**GIVEN PROBLEM:**
Set down all the items below again word for word, leaving out the pictures.

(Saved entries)
::::

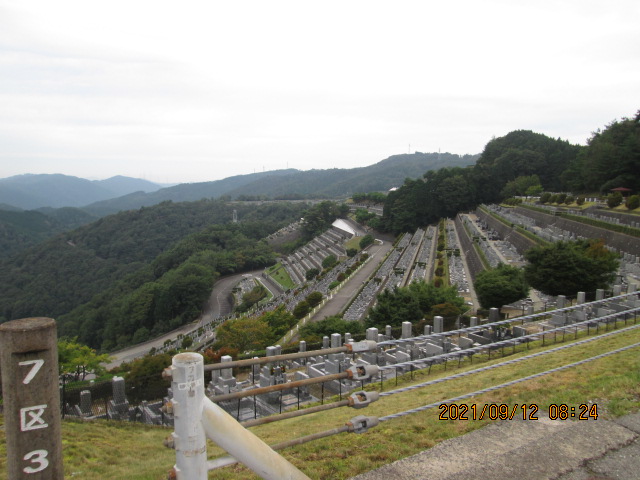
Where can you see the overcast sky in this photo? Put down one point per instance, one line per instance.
(201, 90)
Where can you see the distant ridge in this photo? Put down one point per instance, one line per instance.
(33, 191)
(291, 183)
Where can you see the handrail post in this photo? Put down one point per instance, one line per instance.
(29, 363)
(187, 385)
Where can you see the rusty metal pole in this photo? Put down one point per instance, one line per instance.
(29, 363)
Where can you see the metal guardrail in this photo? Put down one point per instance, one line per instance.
(246, 448)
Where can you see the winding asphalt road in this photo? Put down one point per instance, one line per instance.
(220, 304)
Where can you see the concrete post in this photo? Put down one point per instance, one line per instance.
(406, 330)
(372, 334)
(29, 364)
(187, 384)
(438, 324)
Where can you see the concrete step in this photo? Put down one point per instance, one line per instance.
(505, 450)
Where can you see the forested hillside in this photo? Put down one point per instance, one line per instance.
(168, 292)
(611, 159)
(55, 190)
(337, 182)
(294, 184)
(22, 229)
(54, 277)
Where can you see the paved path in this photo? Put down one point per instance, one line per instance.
(529, 450)
(341, 299)
(219, 305)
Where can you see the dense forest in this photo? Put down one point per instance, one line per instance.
(22, 229)
(610, 159)
(135, 274)
(57, 276)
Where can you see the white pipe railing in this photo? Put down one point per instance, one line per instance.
(197, 418)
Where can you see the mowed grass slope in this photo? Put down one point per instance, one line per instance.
(113, 450)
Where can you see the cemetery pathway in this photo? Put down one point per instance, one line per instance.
(219, 305)
(342, 298)
(529, 450)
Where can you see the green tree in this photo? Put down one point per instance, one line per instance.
(244, 334)
(610, 160)
(280, 320)
(301, 309)
(566, 268)
(411, 304)
(77, 359)
(186, 342)
(500, 286)
(313, 332)
(633, 202)
(614, 199)
(314, 298)
(311, 273)
(521, 185)
(366, 241)
(329, 261)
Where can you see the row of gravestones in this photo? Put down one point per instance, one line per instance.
(118, 407)
(223, 382)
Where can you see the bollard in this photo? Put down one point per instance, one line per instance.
(29, 363)
(187, 385)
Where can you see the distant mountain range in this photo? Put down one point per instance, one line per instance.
(104, 197)
(29, 192)
(291, 183)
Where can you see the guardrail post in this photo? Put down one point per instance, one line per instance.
(29, 363)
(187, 385)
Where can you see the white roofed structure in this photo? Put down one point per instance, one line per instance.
(344, 226)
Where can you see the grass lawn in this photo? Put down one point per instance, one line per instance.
(114, 450)
(280, 275)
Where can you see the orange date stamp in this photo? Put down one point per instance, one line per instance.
(503, 411)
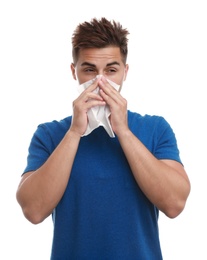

::::

**WRITTEN RESPONSE:**
Where can you see the overcast sky in this photo? Put down one point per instance, one line per instance.
(201, 90)
Where can you see the distant ridge in this photo? Put down one point per instance, one line per instance.
(33, 191)
(291, 183)
Where can you see the handrail post in this photo? Put down one point per instance, one line per instance.
(29, 363)
(187, 385)
Where can you see the rusty metal pole in this photo? Put down one point per instance, one line per instance.
(29, 363)
Where can you see the metal guardrail in this photo? Put down one point per instance, one line per instance.
(246, 448)
Where can you see the winding asphalt road in this photo? Put down one point per instance, one line per instance.
(220, 304)
Where can you see the concrete post in this photo? Put down one point per instance, one line per instance.
(406, 330)
(372, 334)
(29, 364)
(187, 384)
(438, 324)
Where can you see the concrete step in this photo? Put down one point per instance, one line per instance.
(505, 450)
Where can you see the forested hillside in this photo? Put down one point per instance, one line per instance.
(168, 292)
(611, 159)
(55, 190)
(337, 182)
(294, 184)
(22, 229)
(54, 277)
Where can you see the paved path in this photo? Put down one point per instance, one line per instance.
(529, 450)
(341, 299)
(219, 305)
Where can you see the dense forest in this photo? Put down one point per instance, one line per instance.
(22, 229)
(610, 159)
(135, 274)
(57, 276)
Where can you see the white pipe railing in this photo? Put down one point per instance, one line per instance.
(197, 418)
Where can you see the mowed grass slope in this photo? Put down one point per instance, one line per instance.
(113, 450)
Where can you see the cemetery pathway in this photo? Put down one point per instance, one line per instance.
(219, 305)
(342, 298)
(529, 450)
Where can you see the green tree in this photo? Put down one point per instance, one line per instance.
(244, 334)
(610, 160)
(280, 320)
(301, 309)
(566, 268)
(411, 304)
(77, 359)
(186, 342)
(500, 286)
(313, 332)
(633, 202)
(614, 199)
(314, 298)
(311, 273)
(521, 185)
(366, 241)
(329, 261)
Where can you see the row of gravestones in this photo? Put down one point per instance, one line per instance.
(118, 407)
(223, 382)
Where can you see the bollard in this photo? Put down one point per instance, one line per instance.
(29, 363)
(187, 385)
Where can you see the distant mountain range in this photo? Put down one point per instance, one line per instance.
(104, 197)
(29, 192)
(291, 183)
Where can you see the guardrail post in this photo? Put down one point per instance, one line per instance.
(29, 363)
(187, 385)
Where can you see the white roofed structure in this photo? Put down one point per instance, one line per instance.
(344, 226)
Where can you see the grass lawn in this photo? Put down one point per instance, one line per instance.
(114, 450)
(280, 275)
Where can you see the orange date stamp in this photo? Put down one point per instance, one line per instance.
(503, 411)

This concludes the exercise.